----- Data section

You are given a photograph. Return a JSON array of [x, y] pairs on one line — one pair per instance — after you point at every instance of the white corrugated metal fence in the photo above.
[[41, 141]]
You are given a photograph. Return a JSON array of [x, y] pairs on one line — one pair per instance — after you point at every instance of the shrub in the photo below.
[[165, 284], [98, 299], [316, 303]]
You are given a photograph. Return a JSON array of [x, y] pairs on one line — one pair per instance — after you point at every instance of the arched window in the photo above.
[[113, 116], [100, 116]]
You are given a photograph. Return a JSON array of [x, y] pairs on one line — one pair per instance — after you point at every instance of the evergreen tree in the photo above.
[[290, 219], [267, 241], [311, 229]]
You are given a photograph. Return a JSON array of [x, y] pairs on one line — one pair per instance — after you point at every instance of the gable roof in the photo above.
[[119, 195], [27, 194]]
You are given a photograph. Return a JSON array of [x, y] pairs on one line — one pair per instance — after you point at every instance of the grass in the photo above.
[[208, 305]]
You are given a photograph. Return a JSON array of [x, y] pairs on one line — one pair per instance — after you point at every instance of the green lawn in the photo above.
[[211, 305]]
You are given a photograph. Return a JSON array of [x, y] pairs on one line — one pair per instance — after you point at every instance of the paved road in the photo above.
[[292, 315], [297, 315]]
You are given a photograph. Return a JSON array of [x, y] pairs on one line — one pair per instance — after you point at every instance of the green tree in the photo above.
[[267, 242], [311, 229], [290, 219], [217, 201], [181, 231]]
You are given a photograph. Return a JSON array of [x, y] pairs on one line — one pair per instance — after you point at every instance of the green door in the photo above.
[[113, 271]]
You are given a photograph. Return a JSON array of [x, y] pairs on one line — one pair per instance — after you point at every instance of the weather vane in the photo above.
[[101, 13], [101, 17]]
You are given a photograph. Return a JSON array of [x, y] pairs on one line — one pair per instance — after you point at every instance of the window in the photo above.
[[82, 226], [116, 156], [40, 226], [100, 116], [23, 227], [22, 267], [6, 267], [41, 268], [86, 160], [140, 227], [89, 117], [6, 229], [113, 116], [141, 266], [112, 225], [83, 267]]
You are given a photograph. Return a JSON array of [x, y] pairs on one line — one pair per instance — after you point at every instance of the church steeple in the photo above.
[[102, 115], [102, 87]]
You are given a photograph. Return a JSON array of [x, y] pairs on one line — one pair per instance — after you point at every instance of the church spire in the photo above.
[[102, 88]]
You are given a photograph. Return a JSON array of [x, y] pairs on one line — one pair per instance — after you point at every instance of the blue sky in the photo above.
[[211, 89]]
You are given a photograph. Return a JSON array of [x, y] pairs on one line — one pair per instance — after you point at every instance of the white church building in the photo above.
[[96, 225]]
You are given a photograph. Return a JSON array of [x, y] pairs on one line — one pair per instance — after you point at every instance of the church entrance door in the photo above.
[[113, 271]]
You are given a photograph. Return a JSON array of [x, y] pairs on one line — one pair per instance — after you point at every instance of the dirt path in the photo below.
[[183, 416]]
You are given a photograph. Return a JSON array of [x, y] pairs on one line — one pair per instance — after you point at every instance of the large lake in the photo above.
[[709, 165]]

----------

**Problem statement:**
With nothing omitted, set down all of the records again.

**The answer:**
You are given a photograph. Return a JSON array of [x, y] pairs on one line — one pair per instance — after you point at every instance of the white corrugated metal fence in the photo above.
[[41, 141]]
You are given a photograph. Return a JSON array of [x, y] pairs on one line — one pair per instance — after you point at every instance of the shrub in the photo below.
[[165, 284], [98, 299], [316, 303]]
You are given a photograph. Return a JSON array of [x, y] pairs on one line — one pair per instance — after you point at every instance of the arched window in the photo above.
[[113, 116], [100, 116]]
You are given a photograph. Return a JSON array of [x, y] pairs on one line — one pair per instance — after you point at every instance of the evergreen tree in the photo above.
[[290, 219], [267, 241], [311, 229]]
You are given a photograph. Return a JSON array of [x, y] pairs on one line — one pair per instance — after you point at every instance of the gable roof in the photo above.
[[119, 195], [27, 194]]
You are given a photograph. Return a JSON array of [x, y] pairs on one line — one pair per instance — after you point at every instance of the grass in the photo above.
[[208, 305]]
You are given a photograph. Return a JSON array of [x, y] pairs on one line — one pair per instance — after you point at every instance of the green lawn in the photo above.
[[211, 305]]
You are given a photograph. Return a JSON array of [x, y] pairs on one line — one pair per instance — after you point at every instance of the paved road in the photo above.
[[292, 315], [297, 315]]
You are given a photograph. Return a JSON array of [x, y] pairs on one line — one pair per instance — after you point at every instance of the green tree in the photo above.
[[267, 242], [311, 229], [290, 219], [217, 201], [181, 231]]
You are given a photograph. Return a JSON array of [x, y] pairs on one line — one pair per instance — after you point at every instance of the green door in the photo above.
[[113, 271]]
You are given a photograph. Return a JSON array of [x, y] pairs on one line — one pair per instance — after you point at every instance of the weather vane in the photo above.
[[101, 13], [101, 17]]
You are given a photograph. Return a JSON array of [x, y] pairs on one line — one pair per instance — after you point at every instance of the window in the photo above.
[[82, 226], [116, 156], [40, 226], [100, 116], [23, 227], [22, 267], [6, 267], [41, 268], [86, 160], [140, 227], [89, 117], [6, 229], [113, 116], [141, 266], [112, 225], [83, 267]]
You are given a photograph. Return a JSON array of [x, y] pairs on one line — one pair per instance — after you point at every instance of the church steeple in the photo above.
[[102, 115], [102, 87]]
You are given a photograph. Return a JSON array of [x, y] pairs on one line — one pair per instance — after you point at every instance of the church spire in the photo above.
[[102, 88]]
You are given a photograph. Return a JSON array of [x, y] pairs on one line — one pair per instance — after you point at every instance of the blue sky in the photo above.
[[211, 89]]
You are given a photograph. Return a JSON array of [x, y] pairs on one line — one pair per instance — after you point at every instance of the white church building in the photo above.
[[96, 225]]
You are given a photograph. Return a JSON array of [x, y] pairs on one line — one pair per instance — after you point at every instance of the church entrance door in the photo above.
[[113, 271]]
You are given a photograph. Return a JSON array of [x, y] pairs on one line — one pair per instance — after you point at every instance of the dirt path in the photo below.
[[183, 416]]
You are given a photograph. Return a JSON array of [x, y] pairs on one line — one pair per instance — after you point at every instance of the large lake in the photo above.
[[709, 165]]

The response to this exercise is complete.